**Ações necessárias**
- 1) Resuma em duas frases, por favor, o texto sobre a propaganda postal na Segunda Guerra.
- 2) Reescreva o trecho do texto sobre a propaganda postal entre "Durante a Segunda" e "e cartões postais.", inclusive, trocando "beligerantes" por "em conflito".

**Texto fornecido**
----
Durante a Segunda Guerra Mundial (1939-1945), os serviços de correios foram um importante meio de veiculação de propaganda dos países beligerantes, por meio de marcas, selos e demais tipos de “papelaria postal”, como, por exemplo, aerogramas, bilhetes e cartões postais.

No Brasil, assim como em outros países da época, esse tipo de material circulante foi submetido à prática da censura postal e, principalmente, após a declaração de guerra contra a Alemanha e a Itália, em 31 de agosto de 1942, serviu de meio de divulgação de propaganda de guerra pró-aliada. O engajamento do público brasileiro no esforço de guerra foi motivado de diversas formas, com destaque para um tipo de estampilha publicitária conhecida entre os filatelistas (nome dado aos colecionadores e estudiosos dos selos postais) como “cinderela”.
----
**Registros armazenados**

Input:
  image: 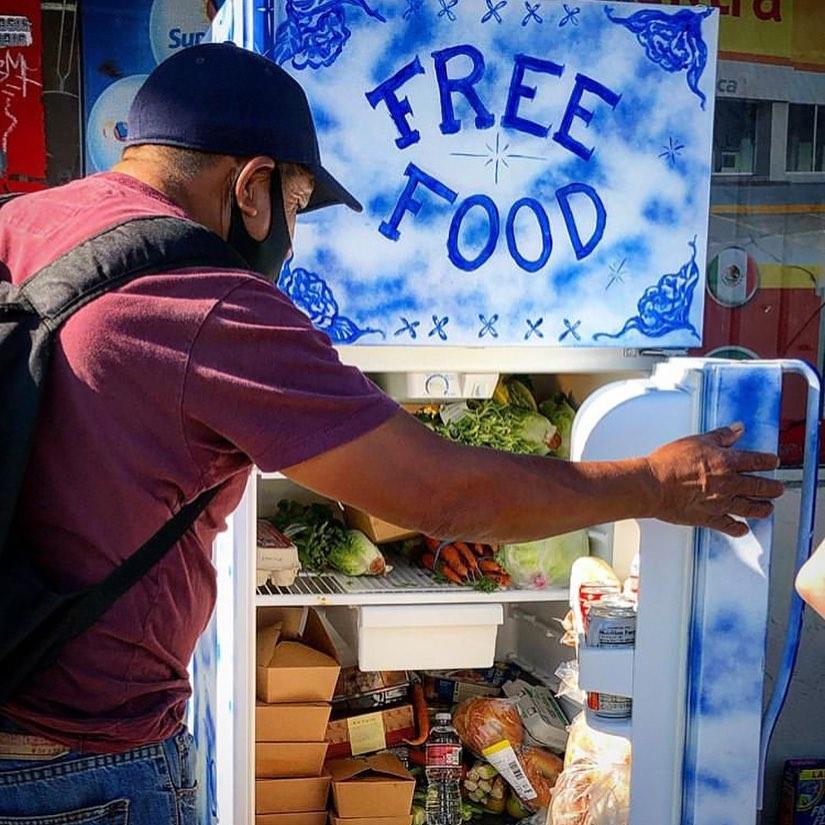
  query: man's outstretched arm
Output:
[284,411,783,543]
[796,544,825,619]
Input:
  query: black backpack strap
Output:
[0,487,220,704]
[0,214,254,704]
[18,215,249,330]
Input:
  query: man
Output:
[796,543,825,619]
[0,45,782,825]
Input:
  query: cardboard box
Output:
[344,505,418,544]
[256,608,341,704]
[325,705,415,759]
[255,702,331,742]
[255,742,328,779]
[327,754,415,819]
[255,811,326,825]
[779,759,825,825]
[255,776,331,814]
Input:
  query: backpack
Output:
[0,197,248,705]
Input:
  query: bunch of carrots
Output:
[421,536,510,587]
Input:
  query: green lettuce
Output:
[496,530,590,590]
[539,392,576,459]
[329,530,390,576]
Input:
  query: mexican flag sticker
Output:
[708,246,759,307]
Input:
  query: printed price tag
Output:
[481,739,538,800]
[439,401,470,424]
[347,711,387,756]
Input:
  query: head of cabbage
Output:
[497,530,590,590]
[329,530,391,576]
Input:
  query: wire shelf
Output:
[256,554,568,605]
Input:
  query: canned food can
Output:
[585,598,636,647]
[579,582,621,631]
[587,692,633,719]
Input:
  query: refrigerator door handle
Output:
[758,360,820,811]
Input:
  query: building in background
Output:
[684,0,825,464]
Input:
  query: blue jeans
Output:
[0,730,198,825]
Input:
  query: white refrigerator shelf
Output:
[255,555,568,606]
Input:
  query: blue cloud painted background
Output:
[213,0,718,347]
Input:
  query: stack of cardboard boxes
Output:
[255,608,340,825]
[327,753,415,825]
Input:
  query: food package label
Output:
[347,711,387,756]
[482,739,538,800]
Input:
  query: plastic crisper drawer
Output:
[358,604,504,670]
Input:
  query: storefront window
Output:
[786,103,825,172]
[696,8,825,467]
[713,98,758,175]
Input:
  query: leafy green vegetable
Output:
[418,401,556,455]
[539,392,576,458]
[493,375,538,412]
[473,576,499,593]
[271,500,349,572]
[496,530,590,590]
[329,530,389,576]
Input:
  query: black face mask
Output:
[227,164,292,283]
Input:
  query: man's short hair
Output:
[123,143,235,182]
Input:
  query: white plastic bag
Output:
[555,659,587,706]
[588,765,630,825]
----
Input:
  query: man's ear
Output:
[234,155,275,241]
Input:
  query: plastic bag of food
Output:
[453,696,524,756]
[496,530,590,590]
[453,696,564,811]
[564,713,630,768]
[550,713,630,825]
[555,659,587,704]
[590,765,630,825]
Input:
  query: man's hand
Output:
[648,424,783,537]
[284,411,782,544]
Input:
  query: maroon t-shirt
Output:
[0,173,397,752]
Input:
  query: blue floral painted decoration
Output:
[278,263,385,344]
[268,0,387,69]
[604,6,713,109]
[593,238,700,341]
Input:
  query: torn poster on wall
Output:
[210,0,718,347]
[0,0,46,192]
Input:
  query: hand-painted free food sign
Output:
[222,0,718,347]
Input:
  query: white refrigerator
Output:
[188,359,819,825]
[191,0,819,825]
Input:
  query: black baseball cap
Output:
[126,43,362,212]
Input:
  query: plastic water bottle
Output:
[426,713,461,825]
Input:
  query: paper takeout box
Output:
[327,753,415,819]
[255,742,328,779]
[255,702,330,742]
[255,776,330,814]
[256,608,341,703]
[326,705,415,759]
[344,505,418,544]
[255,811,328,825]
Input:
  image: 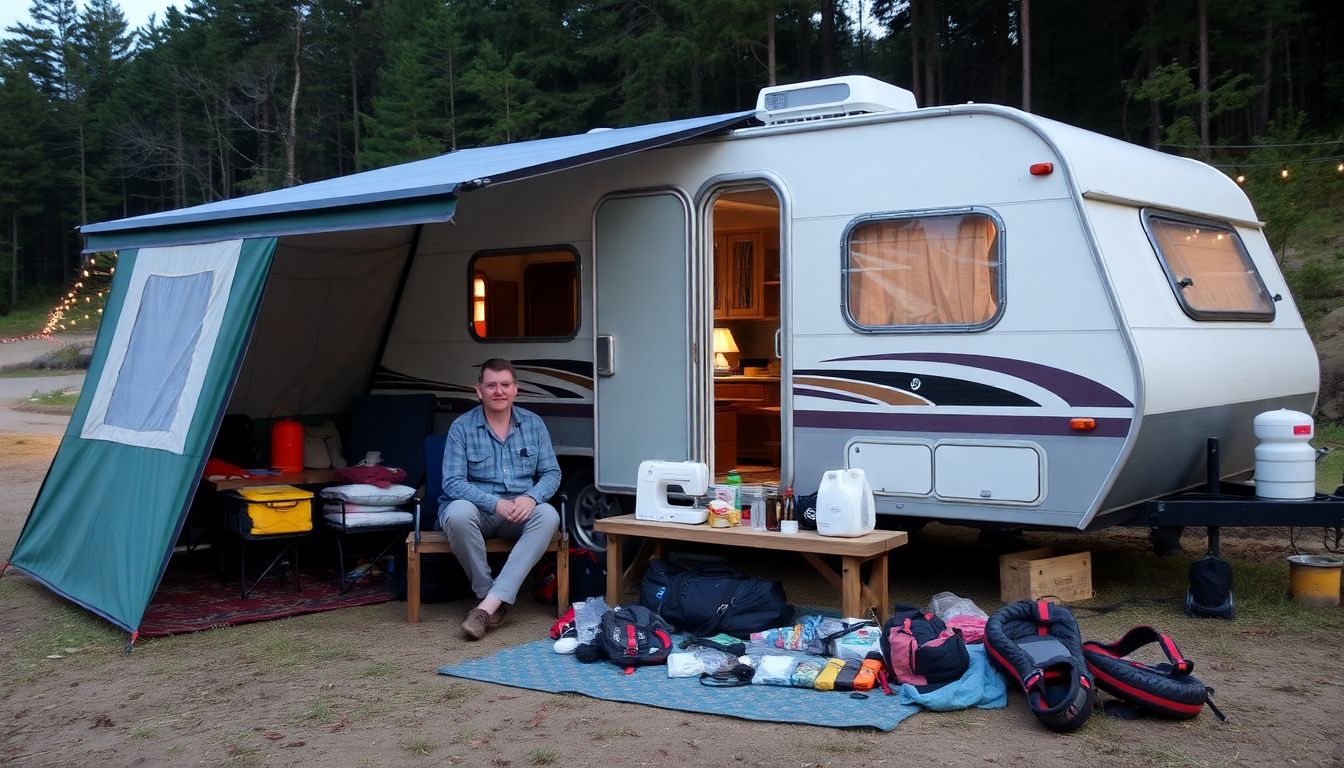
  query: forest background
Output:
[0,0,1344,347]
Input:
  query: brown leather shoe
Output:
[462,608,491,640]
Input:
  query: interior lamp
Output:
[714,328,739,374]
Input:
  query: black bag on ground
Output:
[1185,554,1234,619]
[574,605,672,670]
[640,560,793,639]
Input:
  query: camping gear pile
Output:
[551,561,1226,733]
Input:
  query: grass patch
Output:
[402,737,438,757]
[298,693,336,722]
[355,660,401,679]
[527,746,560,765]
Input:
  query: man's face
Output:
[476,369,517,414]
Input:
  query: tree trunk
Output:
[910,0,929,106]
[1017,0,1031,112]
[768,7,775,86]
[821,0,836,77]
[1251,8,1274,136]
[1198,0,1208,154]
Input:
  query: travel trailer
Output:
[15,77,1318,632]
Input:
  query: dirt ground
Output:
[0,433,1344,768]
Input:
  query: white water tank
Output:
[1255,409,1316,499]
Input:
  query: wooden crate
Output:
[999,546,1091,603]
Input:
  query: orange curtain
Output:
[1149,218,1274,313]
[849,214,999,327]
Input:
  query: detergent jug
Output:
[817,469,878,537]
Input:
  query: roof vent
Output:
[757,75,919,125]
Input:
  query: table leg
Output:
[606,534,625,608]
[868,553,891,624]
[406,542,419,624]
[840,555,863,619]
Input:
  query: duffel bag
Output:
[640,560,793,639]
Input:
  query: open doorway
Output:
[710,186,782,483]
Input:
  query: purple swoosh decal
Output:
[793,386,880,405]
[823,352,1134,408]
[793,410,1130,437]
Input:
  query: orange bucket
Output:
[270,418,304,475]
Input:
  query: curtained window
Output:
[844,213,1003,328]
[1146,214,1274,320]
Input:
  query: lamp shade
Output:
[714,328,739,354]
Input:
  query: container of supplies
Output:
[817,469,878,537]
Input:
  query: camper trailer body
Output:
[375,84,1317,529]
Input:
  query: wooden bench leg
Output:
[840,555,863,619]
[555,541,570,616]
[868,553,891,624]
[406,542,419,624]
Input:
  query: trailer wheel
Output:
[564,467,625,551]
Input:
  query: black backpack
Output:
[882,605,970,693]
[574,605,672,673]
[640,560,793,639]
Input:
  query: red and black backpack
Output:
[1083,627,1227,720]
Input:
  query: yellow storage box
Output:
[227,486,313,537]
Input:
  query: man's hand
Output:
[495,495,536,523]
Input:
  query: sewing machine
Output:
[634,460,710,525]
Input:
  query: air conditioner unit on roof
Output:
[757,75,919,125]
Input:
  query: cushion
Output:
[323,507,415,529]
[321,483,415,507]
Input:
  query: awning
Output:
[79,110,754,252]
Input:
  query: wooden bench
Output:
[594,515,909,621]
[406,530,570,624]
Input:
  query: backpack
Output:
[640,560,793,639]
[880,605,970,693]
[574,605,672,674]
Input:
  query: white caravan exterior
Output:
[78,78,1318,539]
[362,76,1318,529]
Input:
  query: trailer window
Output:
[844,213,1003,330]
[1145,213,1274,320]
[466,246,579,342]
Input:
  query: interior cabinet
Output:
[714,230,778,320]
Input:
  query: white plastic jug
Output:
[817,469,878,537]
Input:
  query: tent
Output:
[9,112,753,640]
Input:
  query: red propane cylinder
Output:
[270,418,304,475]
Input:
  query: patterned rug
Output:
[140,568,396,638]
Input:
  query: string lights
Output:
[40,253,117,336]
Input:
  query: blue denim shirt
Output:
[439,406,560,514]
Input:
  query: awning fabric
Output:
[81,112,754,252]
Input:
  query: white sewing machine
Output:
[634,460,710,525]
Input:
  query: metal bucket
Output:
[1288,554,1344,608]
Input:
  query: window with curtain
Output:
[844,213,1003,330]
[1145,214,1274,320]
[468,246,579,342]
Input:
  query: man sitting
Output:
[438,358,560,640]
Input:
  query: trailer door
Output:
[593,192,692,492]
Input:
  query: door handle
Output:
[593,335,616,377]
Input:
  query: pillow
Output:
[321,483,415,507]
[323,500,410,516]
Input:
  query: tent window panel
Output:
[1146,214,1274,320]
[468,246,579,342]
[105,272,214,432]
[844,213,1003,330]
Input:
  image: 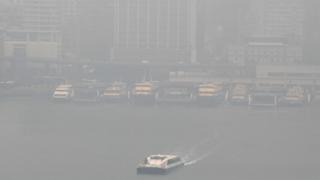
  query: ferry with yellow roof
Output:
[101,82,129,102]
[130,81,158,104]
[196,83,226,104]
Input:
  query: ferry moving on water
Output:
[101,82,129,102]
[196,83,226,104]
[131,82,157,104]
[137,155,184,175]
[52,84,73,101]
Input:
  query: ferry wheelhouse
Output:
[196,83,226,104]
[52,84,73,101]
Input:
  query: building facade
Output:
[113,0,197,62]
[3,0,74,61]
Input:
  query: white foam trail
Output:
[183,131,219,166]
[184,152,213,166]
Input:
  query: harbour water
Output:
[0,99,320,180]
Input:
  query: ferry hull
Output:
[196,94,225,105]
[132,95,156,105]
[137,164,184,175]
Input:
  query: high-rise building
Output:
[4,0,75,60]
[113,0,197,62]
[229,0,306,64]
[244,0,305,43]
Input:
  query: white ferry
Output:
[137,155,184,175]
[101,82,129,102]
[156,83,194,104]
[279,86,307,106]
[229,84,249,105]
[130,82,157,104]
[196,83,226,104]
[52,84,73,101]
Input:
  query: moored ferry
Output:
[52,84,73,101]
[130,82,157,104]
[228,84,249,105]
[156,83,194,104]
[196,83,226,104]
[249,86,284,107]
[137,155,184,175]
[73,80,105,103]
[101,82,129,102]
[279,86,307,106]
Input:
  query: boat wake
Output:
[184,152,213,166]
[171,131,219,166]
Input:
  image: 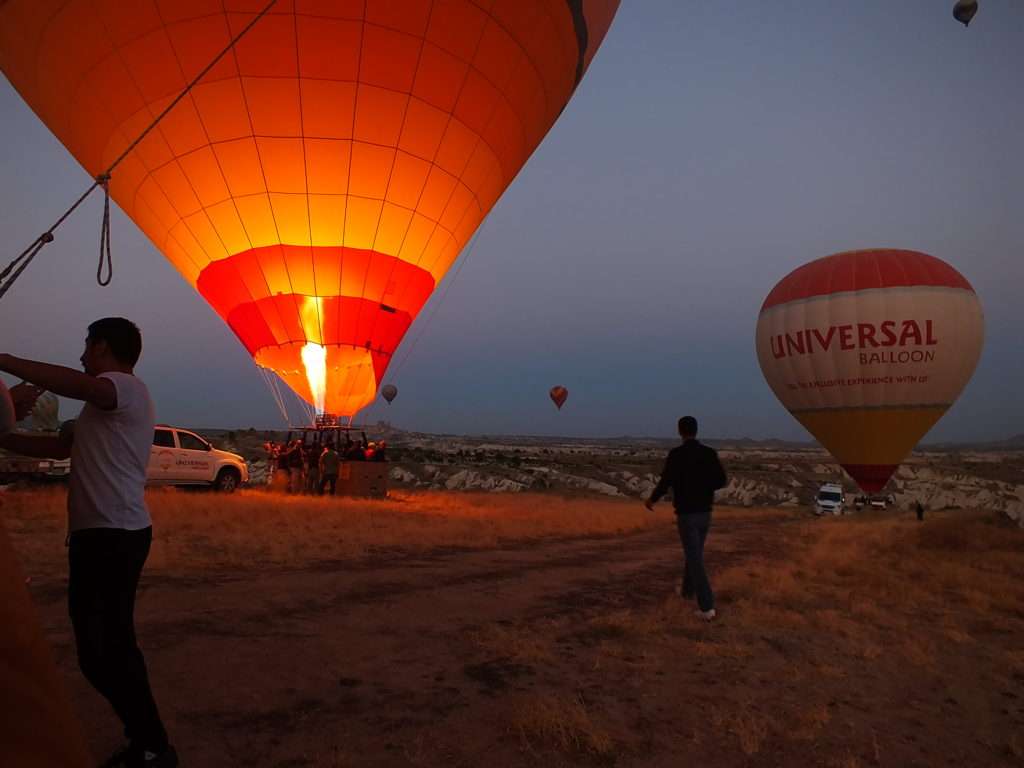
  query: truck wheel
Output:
----
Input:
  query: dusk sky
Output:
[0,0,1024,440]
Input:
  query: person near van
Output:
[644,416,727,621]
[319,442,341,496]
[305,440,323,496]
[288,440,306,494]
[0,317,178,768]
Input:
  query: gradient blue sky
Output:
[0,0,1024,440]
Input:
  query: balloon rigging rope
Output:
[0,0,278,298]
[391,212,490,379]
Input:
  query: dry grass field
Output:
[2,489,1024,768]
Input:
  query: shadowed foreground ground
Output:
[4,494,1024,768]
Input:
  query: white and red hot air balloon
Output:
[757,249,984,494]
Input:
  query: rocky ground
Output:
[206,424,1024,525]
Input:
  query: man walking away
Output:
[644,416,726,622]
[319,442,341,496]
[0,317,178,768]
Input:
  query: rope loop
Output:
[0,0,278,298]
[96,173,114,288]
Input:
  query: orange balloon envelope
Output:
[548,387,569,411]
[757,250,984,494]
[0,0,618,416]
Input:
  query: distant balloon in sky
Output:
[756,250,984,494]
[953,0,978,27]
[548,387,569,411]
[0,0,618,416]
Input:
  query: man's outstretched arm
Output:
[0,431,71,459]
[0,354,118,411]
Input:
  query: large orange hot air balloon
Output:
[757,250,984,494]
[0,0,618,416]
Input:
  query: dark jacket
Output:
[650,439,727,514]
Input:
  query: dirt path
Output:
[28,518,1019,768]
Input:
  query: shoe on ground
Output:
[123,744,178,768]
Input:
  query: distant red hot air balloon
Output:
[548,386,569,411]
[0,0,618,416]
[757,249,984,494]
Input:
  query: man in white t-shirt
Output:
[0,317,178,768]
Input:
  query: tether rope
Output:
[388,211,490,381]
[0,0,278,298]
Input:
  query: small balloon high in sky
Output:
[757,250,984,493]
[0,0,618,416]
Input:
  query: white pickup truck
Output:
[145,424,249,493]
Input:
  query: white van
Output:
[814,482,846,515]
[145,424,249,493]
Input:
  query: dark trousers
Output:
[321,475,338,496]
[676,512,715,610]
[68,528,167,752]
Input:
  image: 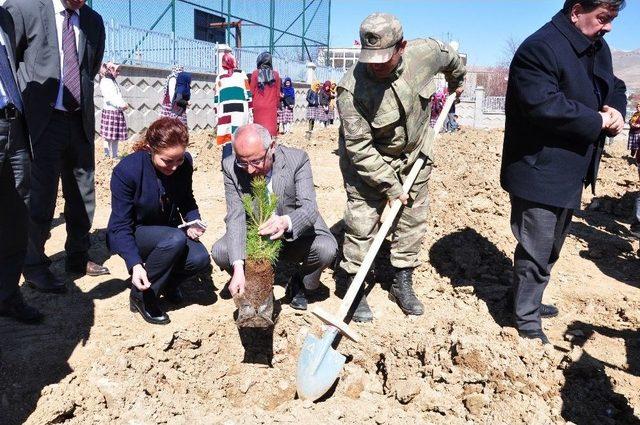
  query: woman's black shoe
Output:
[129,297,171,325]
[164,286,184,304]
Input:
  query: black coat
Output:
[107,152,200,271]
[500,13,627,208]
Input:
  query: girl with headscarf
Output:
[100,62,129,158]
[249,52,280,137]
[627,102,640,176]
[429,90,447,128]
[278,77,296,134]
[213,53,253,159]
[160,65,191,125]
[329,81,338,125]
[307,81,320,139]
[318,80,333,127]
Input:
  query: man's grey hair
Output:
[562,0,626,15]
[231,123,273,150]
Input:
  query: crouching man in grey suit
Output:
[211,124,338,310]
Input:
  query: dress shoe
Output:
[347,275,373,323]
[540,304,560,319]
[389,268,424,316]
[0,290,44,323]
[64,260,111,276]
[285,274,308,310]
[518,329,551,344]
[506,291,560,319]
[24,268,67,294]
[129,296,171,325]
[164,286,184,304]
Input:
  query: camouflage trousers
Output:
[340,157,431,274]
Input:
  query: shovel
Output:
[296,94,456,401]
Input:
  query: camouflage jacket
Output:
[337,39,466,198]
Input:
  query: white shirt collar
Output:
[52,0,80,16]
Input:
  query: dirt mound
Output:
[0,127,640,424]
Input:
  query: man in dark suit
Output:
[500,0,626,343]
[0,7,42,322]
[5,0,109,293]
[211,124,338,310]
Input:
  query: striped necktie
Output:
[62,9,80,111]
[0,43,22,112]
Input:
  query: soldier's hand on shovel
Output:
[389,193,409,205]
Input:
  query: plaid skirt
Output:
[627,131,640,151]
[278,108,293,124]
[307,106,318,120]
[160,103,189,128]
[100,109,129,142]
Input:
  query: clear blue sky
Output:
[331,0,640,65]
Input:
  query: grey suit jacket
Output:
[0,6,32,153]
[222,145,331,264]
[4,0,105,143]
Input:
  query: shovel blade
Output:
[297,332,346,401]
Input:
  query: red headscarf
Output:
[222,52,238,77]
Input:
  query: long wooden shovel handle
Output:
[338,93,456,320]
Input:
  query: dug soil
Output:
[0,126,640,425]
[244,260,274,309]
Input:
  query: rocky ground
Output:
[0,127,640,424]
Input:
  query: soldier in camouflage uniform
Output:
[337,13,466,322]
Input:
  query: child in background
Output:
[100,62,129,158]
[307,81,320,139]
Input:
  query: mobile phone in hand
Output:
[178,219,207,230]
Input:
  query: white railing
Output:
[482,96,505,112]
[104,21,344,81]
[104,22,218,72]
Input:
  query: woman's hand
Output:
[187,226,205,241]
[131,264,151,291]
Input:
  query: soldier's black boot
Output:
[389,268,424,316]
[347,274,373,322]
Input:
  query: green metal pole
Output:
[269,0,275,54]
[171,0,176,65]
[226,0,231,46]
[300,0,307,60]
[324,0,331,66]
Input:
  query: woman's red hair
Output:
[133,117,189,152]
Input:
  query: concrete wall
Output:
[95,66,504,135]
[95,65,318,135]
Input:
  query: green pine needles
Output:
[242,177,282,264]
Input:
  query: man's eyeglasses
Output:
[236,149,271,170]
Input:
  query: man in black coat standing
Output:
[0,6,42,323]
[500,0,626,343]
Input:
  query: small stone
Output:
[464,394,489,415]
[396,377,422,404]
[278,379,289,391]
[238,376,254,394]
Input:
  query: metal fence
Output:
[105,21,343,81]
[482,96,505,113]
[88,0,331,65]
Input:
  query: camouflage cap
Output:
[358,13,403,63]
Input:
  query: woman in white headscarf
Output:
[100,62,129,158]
----
**Respostas em ordem**
- 1) Durante a Segunda Guerra Mundial, os serviços de correios veicularam propaganda dos países beligerantes por meio de marcas, selos e outros tipos de papelaria postal. No Brasil, esse material passou pela censura postal e, sobretudo após a declaração de guerra contra a Alemanha e a Itália, em 31 de agosto de 1942, divulgou propaganda pró-aliada, com destaque para uma estampilha publicitária que os filatelistas chamam de "cinderela".

- 2)
Durante a Segunda Guerra Mundial (1939-1945), os serviços de correios foram um importante meio de veiculação de propaganda dos países em conflito, por meio de marcas, selos e demais tipos de “papelaria postal”, como, por exemplo, aerogramas, bilhetes e cartões postais.